_ЗАПРОС:_ Приведите фрагмент отрывка о Щукине между «Очень важна последняя» и «коллекции, без России.» включительно, переименовав «Дюфи» в «Марке».

_ВЫБРАННЫЙ ОТРЫВОК:_
Очень важна последняя часть выставки, то, что мы называем “жизнь после жизни”. Щукин уехал в Париж, жил в отличие от многих безбедно (у него оставались деньги в европейских банках). Но, в общем-то, жизни уже не было, потому что не происходило ничего, что могло бы его взволновать. Все, что он любил, осталось в России. Жизнь застыла. Он пытался что-то коллекционировать, купил Дюфи, но по сравнению с тем, что осталось в России, это были слабые вещи. Ушел нерв, исчезло то, что диктует радость жизни, необходимость совершать смелые шаги. Он даже не общался с Матиссом: ему было нечего взять у художника, и тот почувствовал себя свободным… Для нас невозможно забыть последние двадцать лет

жизни Щукина без коллекции, без России.

_ПРЕДОСТАВЛЕННЫЕ ДАННЫЕ:_
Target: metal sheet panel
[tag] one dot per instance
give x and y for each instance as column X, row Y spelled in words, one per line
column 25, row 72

_РЕШЁННАЯ ЗАДАЧА:_
Очень важна последняя часть выставки, то, что мы называем “жизнь после жизни”. Щукин уехал в Париж, жил в отличие от многих безбедно (у него оставались деньги в европейских банках). Но, в общем-то, жизни уже не было, потому что не происходило ничего, что могло бы его взволновать. Все, что он любил, осталось в России. Жизнь застыла. Он пытался что-то коллекционировать, купил Марке, но по сравнению с тем, что осталось в России, это были слабые вещи. Ушел нерв, исчезло то, что диктует радость жизни, необходимость совершать смелые шаги. Он даже не общался с Матиссом: ему было нечего взять у художника, и тот почувствовал себя свободным… Для нас невозможно забыть последние двадцать лет

жизни Щукина без коллекции, без России.